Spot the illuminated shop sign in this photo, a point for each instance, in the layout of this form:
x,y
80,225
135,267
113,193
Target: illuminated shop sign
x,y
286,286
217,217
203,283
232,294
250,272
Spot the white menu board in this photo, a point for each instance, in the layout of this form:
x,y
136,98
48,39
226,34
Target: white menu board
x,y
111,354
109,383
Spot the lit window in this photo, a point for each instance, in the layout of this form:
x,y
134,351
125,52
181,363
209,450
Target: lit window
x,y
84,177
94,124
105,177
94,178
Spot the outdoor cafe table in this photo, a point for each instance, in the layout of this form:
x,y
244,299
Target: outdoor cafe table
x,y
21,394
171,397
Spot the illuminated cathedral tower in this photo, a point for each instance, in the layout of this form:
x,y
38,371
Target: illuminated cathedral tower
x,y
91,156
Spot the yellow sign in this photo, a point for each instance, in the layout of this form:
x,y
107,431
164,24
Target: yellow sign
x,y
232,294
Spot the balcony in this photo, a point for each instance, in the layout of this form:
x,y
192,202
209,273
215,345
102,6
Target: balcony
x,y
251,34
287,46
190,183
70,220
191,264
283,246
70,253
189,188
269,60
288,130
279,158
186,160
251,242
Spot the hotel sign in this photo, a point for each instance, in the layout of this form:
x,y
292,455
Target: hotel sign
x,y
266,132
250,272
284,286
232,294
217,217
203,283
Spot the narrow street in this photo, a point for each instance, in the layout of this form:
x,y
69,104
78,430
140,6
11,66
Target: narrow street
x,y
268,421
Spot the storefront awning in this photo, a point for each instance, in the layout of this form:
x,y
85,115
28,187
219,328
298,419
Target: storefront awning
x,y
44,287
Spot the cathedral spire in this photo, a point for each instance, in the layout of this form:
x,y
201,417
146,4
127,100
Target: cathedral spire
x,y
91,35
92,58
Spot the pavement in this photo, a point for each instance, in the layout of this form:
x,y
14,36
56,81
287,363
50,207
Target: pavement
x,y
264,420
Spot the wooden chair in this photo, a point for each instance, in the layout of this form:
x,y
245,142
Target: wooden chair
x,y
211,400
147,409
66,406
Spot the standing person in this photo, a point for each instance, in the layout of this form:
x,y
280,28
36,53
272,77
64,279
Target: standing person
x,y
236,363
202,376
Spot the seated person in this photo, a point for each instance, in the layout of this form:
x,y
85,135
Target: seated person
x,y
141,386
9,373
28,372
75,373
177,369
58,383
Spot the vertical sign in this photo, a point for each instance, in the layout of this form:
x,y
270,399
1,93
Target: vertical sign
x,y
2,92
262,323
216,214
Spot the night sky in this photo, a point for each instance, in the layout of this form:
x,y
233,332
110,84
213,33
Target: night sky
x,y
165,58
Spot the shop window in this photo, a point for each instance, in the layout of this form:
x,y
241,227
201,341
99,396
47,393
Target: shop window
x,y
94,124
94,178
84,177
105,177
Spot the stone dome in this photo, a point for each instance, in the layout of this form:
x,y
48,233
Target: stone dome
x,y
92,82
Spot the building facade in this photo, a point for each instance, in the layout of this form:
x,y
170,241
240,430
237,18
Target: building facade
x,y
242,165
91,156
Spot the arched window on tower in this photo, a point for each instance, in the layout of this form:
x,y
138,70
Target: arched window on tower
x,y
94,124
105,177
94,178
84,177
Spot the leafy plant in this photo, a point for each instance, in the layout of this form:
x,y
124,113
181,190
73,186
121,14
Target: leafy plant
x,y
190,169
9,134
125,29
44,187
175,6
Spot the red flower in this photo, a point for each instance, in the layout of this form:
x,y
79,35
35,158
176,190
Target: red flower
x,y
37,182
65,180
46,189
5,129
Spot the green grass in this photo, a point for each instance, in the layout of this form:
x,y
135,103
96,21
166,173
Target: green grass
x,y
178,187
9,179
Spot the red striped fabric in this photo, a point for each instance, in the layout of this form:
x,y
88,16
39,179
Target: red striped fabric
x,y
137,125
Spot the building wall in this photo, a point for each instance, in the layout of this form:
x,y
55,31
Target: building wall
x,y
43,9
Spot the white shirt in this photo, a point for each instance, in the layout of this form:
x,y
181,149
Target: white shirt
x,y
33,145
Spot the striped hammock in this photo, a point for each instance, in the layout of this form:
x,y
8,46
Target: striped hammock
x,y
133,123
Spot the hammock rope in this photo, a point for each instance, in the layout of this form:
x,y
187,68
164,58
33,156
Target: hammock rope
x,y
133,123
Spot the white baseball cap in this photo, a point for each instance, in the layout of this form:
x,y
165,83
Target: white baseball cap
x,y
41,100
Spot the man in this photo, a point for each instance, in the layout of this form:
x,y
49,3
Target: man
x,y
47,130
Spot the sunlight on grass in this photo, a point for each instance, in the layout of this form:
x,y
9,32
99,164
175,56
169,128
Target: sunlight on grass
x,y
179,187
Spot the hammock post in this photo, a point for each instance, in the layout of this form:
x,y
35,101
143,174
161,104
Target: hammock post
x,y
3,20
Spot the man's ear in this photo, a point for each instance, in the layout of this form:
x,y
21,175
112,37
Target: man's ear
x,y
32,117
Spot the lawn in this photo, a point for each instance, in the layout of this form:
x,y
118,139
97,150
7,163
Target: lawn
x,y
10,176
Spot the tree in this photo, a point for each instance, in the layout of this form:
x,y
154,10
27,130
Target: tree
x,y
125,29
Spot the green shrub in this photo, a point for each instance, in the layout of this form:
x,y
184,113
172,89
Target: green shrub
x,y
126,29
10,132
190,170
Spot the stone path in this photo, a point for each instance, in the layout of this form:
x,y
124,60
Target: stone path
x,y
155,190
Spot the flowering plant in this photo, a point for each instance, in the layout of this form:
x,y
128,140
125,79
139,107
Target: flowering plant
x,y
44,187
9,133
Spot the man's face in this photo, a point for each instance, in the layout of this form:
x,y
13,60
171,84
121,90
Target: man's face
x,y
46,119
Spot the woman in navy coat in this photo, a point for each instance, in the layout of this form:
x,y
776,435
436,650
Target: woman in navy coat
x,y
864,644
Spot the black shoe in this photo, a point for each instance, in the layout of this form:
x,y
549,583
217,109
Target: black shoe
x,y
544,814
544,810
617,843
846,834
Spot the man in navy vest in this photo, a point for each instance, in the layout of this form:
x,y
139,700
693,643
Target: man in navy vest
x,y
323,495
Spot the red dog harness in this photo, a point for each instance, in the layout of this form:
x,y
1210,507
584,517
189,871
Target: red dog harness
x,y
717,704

[EXERCISE DETAILS]
Starting at the line that contains "Spot the hammock post", copy each line exactly through the end of the listing above. Include that first line and the last one, and add nothing.

[PROBLEM SOLUTION]
Spot the hammock post in this photo, a point for each instance, in the layout of this form:
x,y
35,101
143,174
161,104
Target: hammock post
x,y
3,20
Spot the man's ear in this photo, a point for each instance, in the layout of this form:
x,y
21,175
112,37
Target: man's ear
x,y
32,117
Spot the lawn in this photo, a point for each instance, in the layout of this form:
x,y
118,139
97,150
7,163
Target: lawn
x,y
10,176
Spot the tree in this photo, a point for each instance, in the layout of this form:
x,y
154,10
27,130
Target: tree
x,y
125,29
Spot the green shrub in this photo, a point for each instance, in the layout of this form:
x,y
184,113
172,89
Target: green shrub
x,y
126,29
10,132
190,170
Spot the stone path in this photo, a point for each instance, in the layout of this form:
x,y
124,60
Target: stone path
x,y
155,190
Spot the flowering plant in this photo, a point for each instance, in the layout of this form:
x,y
128,140
125,79
139,107
Target: flowering plant
x,y
44,187
9,133
Spot the man's face in this photo, a point for each instance, in the layout of this form:
x,y
13,60
171,84
121,90
Target: man's face
x,y
46,119
Spot the woman in navy coat in this photo, a point for each instance, in the layout of this form:
x,y
776,435
436,650
Target: woman in navy coat
x,y
864,644
Spot the black shoe in this photo, a point for each instance, in the layout of this form:
x,y
549,583
217,109
Target: black shoe
x,y
544,814
544,810
617,843
846,834
Spot the man in navy vest in this photo, a point for each instance, in the layout of this form:
x,y
139,700
693,643
Target: man in navy vest
x,y
323,495
Spot the red dog harness in this photo, a point for each instance, in the layout of this form:
x,y
1210,507
584,517
189,871
Target: red dog harness
x,y
717,704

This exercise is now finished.